**ESTRATTO SELEZIONATO**
Due recenti interpelli hanno riguardato l’operazione straordinaria della scissione, relativamente all’attribuzione alla beneficiaria dell’eventuale riserva di rivalutazione iscritta nel bilancio della società scissa in seguito alla rivalutazione degli immobili ed alla configurabilità o meno dell’abuso del diritto in seguito ad una scissione cosiddetta asimmetrica.
Con la risposta all’interpello n. 97 del 27 marzo 2020 l’Agenzia delle Entrate si è occupata della prima fattispecie e di come era necessario ricostituire la riserva di rivalutazione degli immobili nel patrimonio della società beneficiaria.
Tale riserva si era costituita con il saldo attivo non affrancato derivante dalla rivalutazione ai fini fiscali dell’immobile strumentale di proprietà della scissa e rappresentava, pertanto, una riserva in sospensione d’imposta.
Tali poste di patrimonio sono disciplinate dall’art.173 c.9 del Tuir che prevede la ricostituzione delle stesse nel patrimonio netto delle beneficiarie ai sensi di quanto stabilito dal precedente c.4, vale a dire in proporzione alle rispettive quote del patrimonio netto trasferito o rimasto alla scissa.
Questa disciplina è però configurabile per la tipologia di riserve non collegate ad elementi specifici del patrimonio della scissa; qualora, invece, le riserve di rivalutazione fossero collegate ad elementi individuati e specifici del patrimonio oggetto di scissione, le stesse andrebbero ricostituite integralmente nel patrimonio delle società beneficiarie dei singoli elementi che le hanno originate.
E’, pertanto, possibile identificare un principio generale nell’art.173, c.9, del TUIR contenuto nel primo periodo, ovvero quello della ricostituzione proporzionale al patrimonio trasferito o rimasto per le riserve in sospensione d’imposta ed un principio residuale contenuto nel secondo periodo dello stesso articolo, che impone la ricostituzione integrale di tali riserve se connesse ad elementi specifici nel patrimonio delle beneficiarie che hanno ricevuto i relativi beni.
Nel caso oggetto dell’istanza di interpello, la riserva era stata costituita ex DL n. 185/2008; in base a tale normativa, qualora i beni oggetto di rivalutazione fossero stati ceduti a titolo oneroso (o destinati a finalità estranee all’esercizio dell’impresa, o assegnati ai soci) prima della fine del quinto anno rispetto a quello nel cui bilancio era stata recepita la rivalutazione, per la determinazione delle plusvalenze o minusvalenze a seguito di tale realizzo si sarebbe utilizzato il costo non rivalutato, con la conseguente cessazione del vincolo di sospensione d’imposta per la riserva riferita a tali beni.

**CONSEGNA**
Trascriva dal testo sulla scissione, senza alcuna modifica, il passo che si apre con le parole "Due recenti interpelli" e termina con "scissione cosiddetta asimmetrica.".

**MATERIALE FORNITO**

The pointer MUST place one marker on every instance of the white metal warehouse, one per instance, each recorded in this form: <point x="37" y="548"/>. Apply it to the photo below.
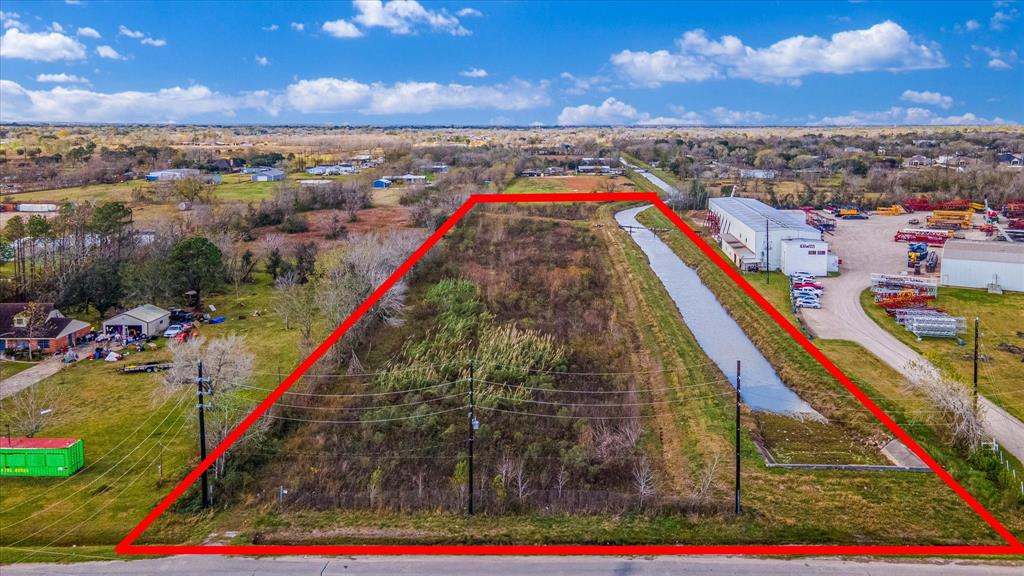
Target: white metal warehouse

**RISPOSTA ALLA CONSEGNA**
Due recenti interpelli hanno riguardato l’operazione straordinaria della scissione, relativamente all’attribuzione alla beneficiaria dell’eventuale riserva di rivalutazione iscritta nel bilancio della società scissa in seguito alla rivalutazione degli immobili ed alla configurabilità o meno dell’abuso del diritto in seguito ad una scissione cosiddetta asimmetrica.